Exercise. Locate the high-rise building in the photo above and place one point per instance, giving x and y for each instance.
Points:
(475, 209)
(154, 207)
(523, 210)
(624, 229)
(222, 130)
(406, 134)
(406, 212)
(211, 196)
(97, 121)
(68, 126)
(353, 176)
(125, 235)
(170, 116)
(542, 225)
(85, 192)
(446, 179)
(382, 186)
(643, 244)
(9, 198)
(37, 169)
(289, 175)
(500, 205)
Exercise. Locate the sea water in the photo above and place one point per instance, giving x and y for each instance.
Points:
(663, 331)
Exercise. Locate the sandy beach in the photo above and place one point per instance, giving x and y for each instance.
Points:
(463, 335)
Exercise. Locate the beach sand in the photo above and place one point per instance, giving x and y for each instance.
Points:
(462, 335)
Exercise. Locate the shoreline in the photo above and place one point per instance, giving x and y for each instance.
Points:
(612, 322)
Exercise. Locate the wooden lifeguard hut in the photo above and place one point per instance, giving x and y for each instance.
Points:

= = =

To be done ▸
Copy out all of the entries above again, swapping each "Locate" for "Find" and keeping everything else as it is.

Answer to this exercise ▸
Exercise. Find the high-rise building in the photo above and place one point per instance, giving x and y for each instance.
Points:
(475, 209)
(154, 207)
(523, 210)
(624, 229)
(222, 130)
(406, 134)
(406, 212)
(211, 196)
(97, 121)
(68, 126)
(353, 176)
(125, 235)
(170, 116)
(542, 225)
(85, 192)
(446, 179)
(382, 186)
(643, 244)
(9, 198)
(37, 169)
(289, 175)
(500, 205)
Exercise. Find the sea water in the photo above and place one point per instance, giving x and y for each instance.
Points:
(663, 331)
Exercise. Find the sandy beach in the photo above and place one point per instance, giving x and y for each instance.
Points:
(463, 335)
Exercise. Find the beach sand in the photo above and place one point per instance, giving x and y for each instance.
Points:
(462, 335)
Exercise. Find the shoreline in the photo above and place one point per instance, giving x and y for each instance.
Points:
(612, 322)
Exercise. Find the wooden lifeguard hut in the photo above and place one point per instance, giving x and y for each instance.
Points:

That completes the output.